Problem to solve
Please collect each line from the rows below that contains the string "blue", copying every such line in full.

-- Begin Records supplied --

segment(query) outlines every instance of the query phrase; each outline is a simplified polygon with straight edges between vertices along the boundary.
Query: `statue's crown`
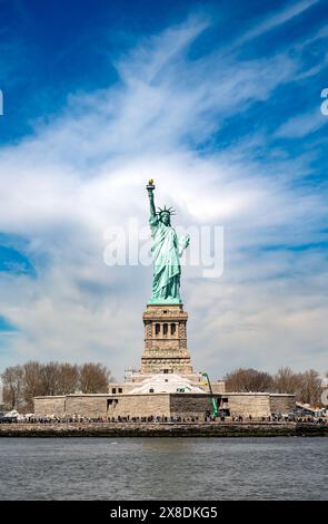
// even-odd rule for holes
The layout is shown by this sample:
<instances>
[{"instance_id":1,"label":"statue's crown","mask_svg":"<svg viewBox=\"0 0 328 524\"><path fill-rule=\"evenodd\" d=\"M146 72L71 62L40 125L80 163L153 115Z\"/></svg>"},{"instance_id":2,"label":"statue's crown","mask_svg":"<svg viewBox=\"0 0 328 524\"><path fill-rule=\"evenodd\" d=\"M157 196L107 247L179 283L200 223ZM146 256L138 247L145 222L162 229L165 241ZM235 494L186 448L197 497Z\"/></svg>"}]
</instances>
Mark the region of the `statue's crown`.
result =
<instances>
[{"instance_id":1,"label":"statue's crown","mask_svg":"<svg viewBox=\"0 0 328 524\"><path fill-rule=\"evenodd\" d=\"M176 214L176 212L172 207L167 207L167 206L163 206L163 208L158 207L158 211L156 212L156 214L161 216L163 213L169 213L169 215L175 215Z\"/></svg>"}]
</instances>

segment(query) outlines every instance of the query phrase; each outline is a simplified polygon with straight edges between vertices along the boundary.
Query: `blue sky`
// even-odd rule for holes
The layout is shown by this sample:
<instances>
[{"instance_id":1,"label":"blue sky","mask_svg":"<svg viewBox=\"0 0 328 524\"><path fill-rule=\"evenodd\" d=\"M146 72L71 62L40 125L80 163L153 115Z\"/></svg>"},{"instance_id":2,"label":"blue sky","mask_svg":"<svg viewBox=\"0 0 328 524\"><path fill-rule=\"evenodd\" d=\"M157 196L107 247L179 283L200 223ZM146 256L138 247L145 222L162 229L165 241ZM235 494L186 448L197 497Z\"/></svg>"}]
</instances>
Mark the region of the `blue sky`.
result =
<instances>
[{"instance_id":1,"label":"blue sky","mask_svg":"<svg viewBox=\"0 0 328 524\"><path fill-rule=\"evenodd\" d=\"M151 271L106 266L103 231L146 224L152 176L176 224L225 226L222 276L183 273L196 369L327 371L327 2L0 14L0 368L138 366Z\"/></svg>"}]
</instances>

-- End Records supplied --
-- Begin Records supplied --

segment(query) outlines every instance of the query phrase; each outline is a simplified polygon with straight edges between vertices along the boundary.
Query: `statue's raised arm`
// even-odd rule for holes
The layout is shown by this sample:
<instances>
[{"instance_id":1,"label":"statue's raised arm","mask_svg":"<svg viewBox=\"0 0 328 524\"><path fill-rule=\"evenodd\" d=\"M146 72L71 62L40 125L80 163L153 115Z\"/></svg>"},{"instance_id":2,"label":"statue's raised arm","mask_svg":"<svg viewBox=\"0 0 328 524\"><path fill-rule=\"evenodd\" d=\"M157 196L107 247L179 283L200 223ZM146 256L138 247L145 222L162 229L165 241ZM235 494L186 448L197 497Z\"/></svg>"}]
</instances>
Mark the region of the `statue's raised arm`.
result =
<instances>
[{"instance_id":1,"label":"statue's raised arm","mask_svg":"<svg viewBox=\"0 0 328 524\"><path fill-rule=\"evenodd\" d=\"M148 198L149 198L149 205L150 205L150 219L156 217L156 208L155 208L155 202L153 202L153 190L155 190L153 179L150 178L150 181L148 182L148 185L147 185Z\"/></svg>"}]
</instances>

-- End Records supplied --
-- Begin Records supplied --

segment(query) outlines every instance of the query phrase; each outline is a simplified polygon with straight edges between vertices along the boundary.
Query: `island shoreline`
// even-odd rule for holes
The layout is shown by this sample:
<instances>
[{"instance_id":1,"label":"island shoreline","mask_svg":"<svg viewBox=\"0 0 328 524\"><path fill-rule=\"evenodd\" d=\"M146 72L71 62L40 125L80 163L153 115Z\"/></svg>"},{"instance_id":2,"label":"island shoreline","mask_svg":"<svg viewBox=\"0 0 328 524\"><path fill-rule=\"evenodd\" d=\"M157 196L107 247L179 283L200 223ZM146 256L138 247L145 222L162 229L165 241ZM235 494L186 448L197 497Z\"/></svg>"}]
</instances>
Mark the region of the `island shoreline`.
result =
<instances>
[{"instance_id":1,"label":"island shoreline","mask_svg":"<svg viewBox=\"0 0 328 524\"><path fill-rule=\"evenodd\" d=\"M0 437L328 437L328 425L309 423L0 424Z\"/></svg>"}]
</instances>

-- End Records supplied --

Result of this task
Query: `blue sky`
[{"instance_id":1,"label":"blue sky","mask_svg":"<svg viewBox=\"0 0 328 524\"><path fill-rule=\"evenodd\" d=\"M146 72L71 62L40 125L80 163L153 115Z\"/></svg>"},{"instance_id":2,"label":"blue sky","mask_svg":"<svg viewBox=\"0 0 328 524\"><path fill-rule=\"evenodd\" d=\"M157 196L107 247L179 283L200 223ZM146 256L138 247L145 222L162 229L165 241ZM235 494L186 448L197 497Z\"/></svg>"}]
Mark the region of the `blue sky`.
[{"instance_id":1,"label":"blue sky","mask_svg":"<svg viewBox=\"0 0 328 524\"><path fill-rule=\"evenodd\" d=\"M151 271L106 266L103 231L146 224L152 176L176 224L225 226L222 276L183 273L196 369L327 371L327 2L0 14L0 368L138 366Z\"/></svg>"}]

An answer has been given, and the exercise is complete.